Was zu tun ist
a: Nenne das Aktenzeichen, unter dem der Beschluss zur Marke „SELECTIVE/LINE“ geführt wird.
b: Schreibe den Beschluss zur Marke „SELECTIVE/LINE“ im Abschnitt „I.“ der Gründe weiter.

Zitierter Text
-.-.-
Patent- und Markenrecht

Markenbeschwerdeverfahren – “SELECTIVE/LINE (IR-Marke, Wort-Bild-Marke)” – keine Unterscheidungskraft

Aktenzeichen  26 W (pat) 96/12

Datum:
27.2.2013
Rechtsgebiet:
Gerichtsart:
Gerichtsort:
München
Dokumenttyp:
Beschluss
Normen:
§ 8 Abs 2 Nr 1 MarkenG
§ 37 Abs 1 MarkenG
§ 107 MarkenG
§ 113 MarkenG
Art 5 Abs 1 MAbk Madrid
Art 6quinquies Abschn B Nr 2 PVÜ
Spruchkörper:
26. Senat

Tenor

In der Beschwerdesache

betreffend die IR-Marke 979 087
hat der 26. Senat (Marken-Beschwerdesenat) des Bundespatentgerichts in der Sitzung vom 27. Februar 2013 unter Mitwirkung des Vorsitzenden Richters Dr. Fuchs-Wissemann sowie der Richter Reker und Hermann
beschlossen:
Die Beschwerde wird zurückgewiesen.

Gründe

I.
-.-.-
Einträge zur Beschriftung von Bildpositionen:

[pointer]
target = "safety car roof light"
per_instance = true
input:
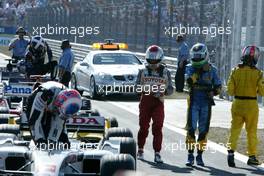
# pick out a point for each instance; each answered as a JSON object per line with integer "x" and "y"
{"x": 109, "y": 45}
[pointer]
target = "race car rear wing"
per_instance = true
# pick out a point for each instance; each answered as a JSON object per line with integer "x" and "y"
{"x": 11, "y": 172}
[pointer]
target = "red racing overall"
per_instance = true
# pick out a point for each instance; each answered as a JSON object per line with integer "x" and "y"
{"x": 152, "y": 103}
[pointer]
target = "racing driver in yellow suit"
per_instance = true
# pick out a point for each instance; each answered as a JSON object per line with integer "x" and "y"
{"x": 245, "y": 83}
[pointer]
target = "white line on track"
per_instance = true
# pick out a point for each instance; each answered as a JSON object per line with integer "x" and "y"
{"x": 211, "y": 144}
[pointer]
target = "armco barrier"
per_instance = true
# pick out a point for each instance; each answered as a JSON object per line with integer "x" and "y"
{"x": 81, "y": 50}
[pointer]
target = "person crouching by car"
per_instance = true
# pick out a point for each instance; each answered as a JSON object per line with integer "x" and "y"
{"x": 152, "y": 103}
{"x": 48, "y": 108}
{"x": 65, "y": 63}
{"x": 19, "y": 45}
-.-.-
Gelöste Aufgaben
a: 26 W (pat) 96/12

b:
1
Mit den angefochtenen Beschlüssen hat die Markenstelle für Klasse 21 IR des Deutschen Patent- und Markenamts der international registrierten Marke IR 979 087
2
für die Waren- und Dienstleistungen:
3
Class 16:
4
Printed matter, namely newspapers, periodicals, books, booklets, ledgers, catalogues, collections, manuals, instructional and teaching material (except apparatus) related to glass packaging; photographs.
5
Class 21:
6
Bottles, pots, jars, flasks, not of precious metal; glassware namely bottles, pots, jars and flasks not of precious metal; glazing materials for decoration; opaque or translucent enamelled glass, lacquered glass, glass produced by silkscreen printing, stained glass, patterned glass, unworked or semiworked glass (except building glass).
7
Class 40:
8
Treatment of materials, namely colouring of glass and screen printed packaging
9
nach vorangegangener Beanstandung den Schutz für die Bundesrepublik Deutschland verweigert.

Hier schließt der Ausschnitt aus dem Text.